How to complete this task: Could you reproduce every line of the records below with each "rough mask" renamed to "coarse mask" and nothing else altered?

Recorded data:
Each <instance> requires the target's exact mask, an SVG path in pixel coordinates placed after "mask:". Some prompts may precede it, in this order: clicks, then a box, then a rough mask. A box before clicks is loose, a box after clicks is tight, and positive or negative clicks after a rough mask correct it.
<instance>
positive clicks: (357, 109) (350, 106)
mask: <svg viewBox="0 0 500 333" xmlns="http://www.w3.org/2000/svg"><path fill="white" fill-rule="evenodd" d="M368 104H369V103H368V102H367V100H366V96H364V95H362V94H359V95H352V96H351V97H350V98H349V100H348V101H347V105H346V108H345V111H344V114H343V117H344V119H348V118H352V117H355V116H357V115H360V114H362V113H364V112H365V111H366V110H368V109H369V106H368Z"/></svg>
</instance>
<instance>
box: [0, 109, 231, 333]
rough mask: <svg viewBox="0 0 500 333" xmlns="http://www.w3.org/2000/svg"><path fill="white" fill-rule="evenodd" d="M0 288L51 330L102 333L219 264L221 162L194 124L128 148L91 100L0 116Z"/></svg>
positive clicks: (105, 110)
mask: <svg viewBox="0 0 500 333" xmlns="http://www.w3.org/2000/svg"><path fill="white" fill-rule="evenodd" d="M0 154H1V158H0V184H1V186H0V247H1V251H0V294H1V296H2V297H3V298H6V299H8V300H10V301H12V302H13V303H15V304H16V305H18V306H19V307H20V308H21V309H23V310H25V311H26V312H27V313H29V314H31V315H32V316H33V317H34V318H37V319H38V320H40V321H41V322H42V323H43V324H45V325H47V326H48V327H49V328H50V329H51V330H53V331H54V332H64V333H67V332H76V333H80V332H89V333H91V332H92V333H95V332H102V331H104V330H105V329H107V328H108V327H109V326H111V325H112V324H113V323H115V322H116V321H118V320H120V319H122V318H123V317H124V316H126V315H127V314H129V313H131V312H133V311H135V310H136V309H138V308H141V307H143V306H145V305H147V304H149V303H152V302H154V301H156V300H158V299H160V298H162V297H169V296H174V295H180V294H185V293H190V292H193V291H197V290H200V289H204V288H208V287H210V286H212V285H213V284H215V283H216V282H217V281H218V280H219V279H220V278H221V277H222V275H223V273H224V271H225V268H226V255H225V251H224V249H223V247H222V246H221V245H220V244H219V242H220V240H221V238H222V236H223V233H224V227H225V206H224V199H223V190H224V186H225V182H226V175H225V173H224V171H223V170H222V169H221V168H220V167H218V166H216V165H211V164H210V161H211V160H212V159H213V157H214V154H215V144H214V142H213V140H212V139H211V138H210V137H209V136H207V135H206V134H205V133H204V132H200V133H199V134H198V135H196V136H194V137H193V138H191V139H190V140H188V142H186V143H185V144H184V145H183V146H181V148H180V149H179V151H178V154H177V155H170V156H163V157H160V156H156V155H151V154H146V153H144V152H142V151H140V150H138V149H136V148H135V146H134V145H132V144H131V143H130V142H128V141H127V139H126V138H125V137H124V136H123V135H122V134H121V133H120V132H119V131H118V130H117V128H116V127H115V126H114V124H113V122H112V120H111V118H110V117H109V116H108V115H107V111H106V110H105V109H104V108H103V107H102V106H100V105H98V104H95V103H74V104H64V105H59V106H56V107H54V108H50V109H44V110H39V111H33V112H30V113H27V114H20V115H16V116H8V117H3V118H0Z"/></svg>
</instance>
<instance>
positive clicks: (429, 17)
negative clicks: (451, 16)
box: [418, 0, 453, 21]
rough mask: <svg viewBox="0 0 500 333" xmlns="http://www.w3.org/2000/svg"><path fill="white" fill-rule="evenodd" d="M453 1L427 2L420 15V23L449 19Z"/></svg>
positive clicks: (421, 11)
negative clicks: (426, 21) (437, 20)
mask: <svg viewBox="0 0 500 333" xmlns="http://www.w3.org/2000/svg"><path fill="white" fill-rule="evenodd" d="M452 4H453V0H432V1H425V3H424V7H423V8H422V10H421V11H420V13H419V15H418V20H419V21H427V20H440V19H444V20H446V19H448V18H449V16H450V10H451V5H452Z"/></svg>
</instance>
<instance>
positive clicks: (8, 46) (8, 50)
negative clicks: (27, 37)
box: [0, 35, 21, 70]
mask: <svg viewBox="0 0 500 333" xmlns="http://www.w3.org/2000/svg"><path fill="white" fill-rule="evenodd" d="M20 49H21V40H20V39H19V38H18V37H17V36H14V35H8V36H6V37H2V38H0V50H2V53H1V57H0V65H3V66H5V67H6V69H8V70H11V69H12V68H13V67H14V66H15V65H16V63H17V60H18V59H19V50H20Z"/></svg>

Response to the exercise:
Each <instance> requires the target's exact mask, an SVG path in pixel coordinates placed after "mask:". Some prompts may precede it, in this order: clicks, then a box, then a coarse mask. A box before clicks is loose, a box after clicks is tight, and positive or negative clicks after a coarse mask correct it.
<instance>
positive clicks: (357, 109) (350, 106)
mask: <svg viewBox="0 0 500 333" xmlns="http://www.w3.org/2000/svg"><path fill="white" fill-rule="evenodd" d="M368 104H369V103H368V102H367V100H366V96H364V95H362V94H359V95H352V96H351V97H350V98H349V100H348V101H347V105H346V108H345V111H344V114H343V117H344V119H348V118H352V117H355V116H357V115H360V114H362V113H364V112H365V111H366V110H368V109H369V106H368Z"/></svg>
</instance>
<instance>
box: [0, 109, 231, 333]
coarse mask: <svg viewBox="0 0 500 333" xmlns="http://www.w3.org/2000/svg"><path fill="white" fill-rule="evenodd" d="M0 288L51 330L102 333L219 264L221 162L194 124L128 148L91 100L0 116Z"/></svg>
positive clicks: (105, 110)
mask: <svg viewBox="0 0 500 333" xmlns="http://www.w3.org/2000/svg"><path fill="white" fill-rule="evenodd" d="M0 154H1V158H0V184H1V186H0V247H1V251H0V294H1V296H2V297H3V298H6V299H8V300H10V301H12V302H13V303H15V304H16V305H18V306H19V307H20V308H21V309H23V310H25V311H26V312H27V313H29V314H31V315H32V316H33V317H34V318H37V319H38V320H40V321H41V322H42V323H43V324H45V325H47V326H48V327H49V328H50V329H51V330H53V331H54V332H64V333H67V332H76V333H80V332H89V333H91V332H92V333H95V332H102V331H104V330H105V329H107V328H108V327H109V326H111V325H112V324H113V323H115V322H116V321H118V320H120V319H122V318H123V317H124V316H126V315H127V314H129V313H131V312H133V311H135V310H136V309H138V308H141V307H143V306H145V305H147V304H149V303H152V302H154V301H156V300H158V299H160V298H162V297H169V296H174V295H180V294H185V293H190V292H193V291H197V290H200V289H204V288H208V287H210V286H212V285H213V284H215V283H216V282H217V281H218V280H219V279H220V278H221V277H222V275H223V273H224V271H225V268H226V255H225V251H224V249H223V247H222V246H221V245H220V244H219V242H220V240H221V238H222V236H223V233H224V227H225V206H224V199H223V190H224V186H225V182H226V175H225V173H224V171H223V170H222V169H221V168H220V167H218V166H216V165H211V164H210V161H211V160H212V159H213V157H214V154H215V144H214V142H213V140H212V139H211V138H210V137H209V136H207V135H206V134H205V133H204V132H200V133H199V134H198V135H196V136H194V137H193V138H191V139H190V140H188V142H186V143H185V144H184V145H183V146H181V148H180V149H179V151H178V154H177V155H170V156H163V157H160V156H156V155H151V154H146V153H144V152H142V151H140V150H138V149H136V148H135V146H134V145H132V144H131V143H130V142H128V141H127V139H126V138H125V137H124V136H123V135H122V134H121V133H120V132H119V131H118V130H117V128H116V127H115V126H114V124H113V122H112V120H111V118H110V117H109V116H108V115H107V111H106V110H105V109H104V108H103V107H102V106H100V105H98V104H95V103H74V104H64V105H59V106H56V107H54V108H50V109H44V110H39V111H33V112H30V113H27V114H20V115H16V116H8V117H3V118H0Z"/></svg>
</instance>
<instance>
positive clicks: (429, 17)
negative clicks: (451, 16)
box: [418, 0, 453, 21]
coarse mask: <svg viewBox="0 0 500 333" xmlns="http://www.w3.org/2000/svg"><path fill="white" fill-rule="evenodd" d="M453 1L427 2L420 15V23L449 19Z"/></svg>
positive clicks: (421, 11)
negative clicks: (426, 21) (437, 20)
mask: <svg viewBox="0 0 500 333" xmlns="http://www.w3.org/2000/svg"><path fill="white" fill-rule="evenodd" d="M452 4H453V0H432V1H425V3H424V7H423V8H422V10H421V11H420V13H419V15H418V20H419V21H427V20H440V19H444V20H446V19H448V18H449V16H450V10H451V5H452Z"/></svg>
</instance>
<instance>
positive clicks: (8, 46) (8, 50)
negative clicks: (27, 37)
box: [0, 35, 21, 70]
mask: <svg viewBox="0 0 500 333" xmlns="http://www.w3.org/2000/svg"><path fill="white" fill-rule="evenodd" d="M20 49H21V40H20V39H19V38H18V37H17V36H14V35H8V36H6V37H2V38H0V50H2V53H1V57H0V65H3V66H5V67H6V69H8V70H11V69H12V68H13V67H14V66H15V65H16V63H17V60H18V59H19V50H20Z"/></svg>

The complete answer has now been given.